■ **Description of the task**
Write out every entry, unchanged. Skip any picture.

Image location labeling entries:
# # #

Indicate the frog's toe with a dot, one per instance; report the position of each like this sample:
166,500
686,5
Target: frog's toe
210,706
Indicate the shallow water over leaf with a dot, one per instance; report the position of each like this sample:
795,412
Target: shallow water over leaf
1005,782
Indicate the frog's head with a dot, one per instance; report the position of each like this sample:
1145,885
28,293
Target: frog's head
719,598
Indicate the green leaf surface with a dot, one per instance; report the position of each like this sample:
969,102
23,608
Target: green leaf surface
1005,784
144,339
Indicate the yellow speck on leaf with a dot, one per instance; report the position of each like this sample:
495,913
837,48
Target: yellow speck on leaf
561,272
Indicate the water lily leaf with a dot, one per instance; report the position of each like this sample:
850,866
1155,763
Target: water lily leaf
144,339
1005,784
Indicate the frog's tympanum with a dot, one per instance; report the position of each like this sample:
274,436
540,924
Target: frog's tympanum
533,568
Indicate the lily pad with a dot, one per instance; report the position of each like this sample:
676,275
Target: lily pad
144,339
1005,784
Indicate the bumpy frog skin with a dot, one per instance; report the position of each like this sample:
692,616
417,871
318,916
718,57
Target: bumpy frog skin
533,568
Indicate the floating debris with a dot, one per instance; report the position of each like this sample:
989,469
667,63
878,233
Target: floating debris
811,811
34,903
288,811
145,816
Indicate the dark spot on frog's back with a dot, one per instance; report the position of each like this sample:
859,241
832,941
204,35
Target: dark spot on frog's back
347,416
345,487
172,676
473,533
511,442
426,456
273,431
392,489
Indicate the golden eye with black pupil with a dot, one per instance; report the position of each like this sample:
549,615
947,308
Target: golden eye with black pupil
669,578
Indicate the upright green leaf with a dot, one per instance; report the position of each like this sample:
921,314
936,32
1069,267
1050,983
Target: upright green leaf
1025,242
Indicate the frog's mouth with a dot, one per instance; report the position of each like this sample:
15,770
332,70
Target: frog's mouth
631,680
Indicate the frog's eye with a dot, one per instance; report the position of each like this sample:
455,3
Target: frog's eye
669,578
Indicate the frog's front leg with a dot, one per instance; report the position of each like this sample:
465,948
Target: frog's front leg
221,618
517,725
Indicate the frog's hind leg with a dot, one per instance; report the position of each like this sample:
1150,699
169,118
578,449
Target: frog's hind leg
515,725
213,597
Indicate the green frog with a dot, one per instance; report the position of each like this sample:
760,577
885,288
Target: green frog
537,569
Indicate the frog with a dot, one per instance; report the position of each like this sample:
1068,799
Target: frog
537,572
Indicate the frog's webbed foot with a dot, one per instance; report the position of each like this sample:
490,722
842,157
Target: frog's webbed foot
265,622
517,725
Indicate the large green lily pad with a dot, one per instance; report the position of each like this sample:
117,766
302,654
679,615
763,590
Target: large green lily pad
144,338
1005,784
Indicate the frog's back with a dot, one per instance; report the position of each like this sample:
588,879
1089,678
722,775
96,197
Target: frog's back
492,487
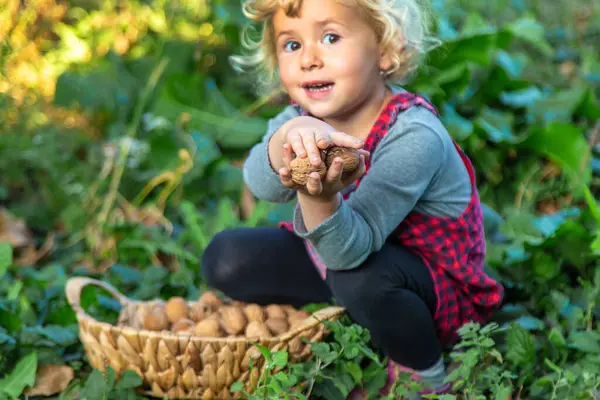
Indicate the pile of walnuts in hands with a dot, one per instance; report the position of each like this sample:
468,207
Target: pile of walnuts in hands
321,163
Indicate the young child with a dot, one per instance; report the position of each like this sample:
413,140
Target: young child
399,242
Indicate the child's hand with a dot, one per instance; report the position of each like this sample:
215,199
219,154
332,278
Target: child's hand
333,182
312,135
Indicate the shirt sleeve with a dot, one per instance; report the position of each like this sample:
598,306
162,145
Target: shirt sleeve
402,168
257,172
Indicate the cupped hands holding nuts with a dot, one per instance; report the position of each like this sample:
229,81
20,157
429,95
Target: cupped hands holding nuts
315,158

# # #

■ **Response to the task**
Indicate the frog's toe with a dot, one per instance; report the position of each like this sample:
166,500
686,5
Target: frog's toe
210,706
Indicate the shallow water over leaf with a dot, one per instance; report the position of each like this sample:
795,412
Target: shallow water over leaf
1005,782
Indicate the frog's head with a dot, one per instance; report the position of each like this sample:
1145,885
28,293
Target: frog's head
719,598
Indicate the green leaf surface with a dot, one per instance; report the position of each like this sample:
969,102
23,608
Target: green leaf surface
1005,784
144,339
Indicate the yellow speck on leaf with a dot, one per instance; report the position of each like this sample:
495,913
837,48
Target: yellow speck on leaf
561,272
Indicate the water lily leaf with a dot, one per instance; report the position of each like this sample:
850,866
1155,763
Target: water lily leaf
144,339
1005,784
Indicate the frog's tympanum with a dot, one per instance; report the position of each like this sample:
274,436
540,924
Target: frog's tympanum
533,568
Indicate the lily pad with a dot, one per instance; report the position of each like this sample:
676,275
Target: lily pad
144,339
1005,784
Indicate the bumpy frog skin with a dot, one per instance; report the position of each like this sample:
692,616
417,871
318,916
718,57
Target: bumpy frog skin
533,568
Indicate the floating debris with a dot, one per instance; report the position of each like this sample:
989,469
667,63
878,233
Target: floating debris
811,811
34,903
288,811
145,816
Indicate the dark spot on frog's back with a dot, one per instance; report the position of each like this sample:
859,241
832,941
204,35
Target: dark spot on frog's back
347,416
345,487
172,676
473,533
511,442
426,456
273,431
392,489
Indicate the golden eye with black pupil with a dot, one per instance; report the position of each like this sample:
549,615
947,308
Target: golden eye with black pupil
669,578
Indicate the upright green leaf with a dot, one per instance; report the position of each like this sample:
921,314
936,32
1069,267
1050,983
Target: upright green leaf
1025,242
Indicate the frog's mouth with a dot, one per instance; report the position of each like this sample:
15,770
332,70
Target: frog's mouth
631,680
Indicate the frog's eye with a dot, one per instance; report the position of each like this sample:
455,3
Target: frog's eye
669,578
Indicate the frog's front leg with a dot, one per instance; report the position of each like this sample:
465,948
Target: frog's front leg
221,618
517,725
Indicate the frog's hind leg with a dot, one per instance; report the position of each like this sample:
1150,699
169,118
578,449
Target: frog's hind leg
515,725
213,597
Indicate the green frog with a dot, one per instance; report the position of each like this sample:
760,577
885,288
Target: green frog
537,569
Indicate the frog with a dot, one per instance; report the position of each like this sample:
1068,799
Target: frog
537,572
Indicate the frog's webbed foot with a dot, one per instance; report the position of each like this sample:
490,722
842,157
Target: frog's webbed foot
265,622
517,725
Indicate the large green lily pad with a dot, one per instance; report the position of each like this sample:
117,766
302,654
679,615
763,590
Target: large green lily pad
144,338
1005,784
Indicate the frog's back with a dot, one per instance; report the position of each like this sample:
588,879
1089,678
722,775
96,197
Target: frog's back
492,487
Indicate the pile of walnuts in hands with a dot, one per instance; report the position of each like this sample:
468,207
Target: pile of walnuts in hands
321,163
Indicate the young child with a dot, one per instance; report the position of each like this sample:
413,140
Target: young child
399,242
Indicate the child's hand with a dot, one per instance; report the position of each like this sample:
215,199
219,154
332,278
Target: child's hand
333,182
312,135
Indicate the shirt sleeve with a dot, one per instance; report the position of each like this sample:
598,306
162,145
Target: shirt sleeve
402,168
257,172
Indicate the cupped hands holding nuts with a dot, one per instance; report the position of each like this sample:
229,81
20,157
429,95
Target: cupped hands holding nuts
315,158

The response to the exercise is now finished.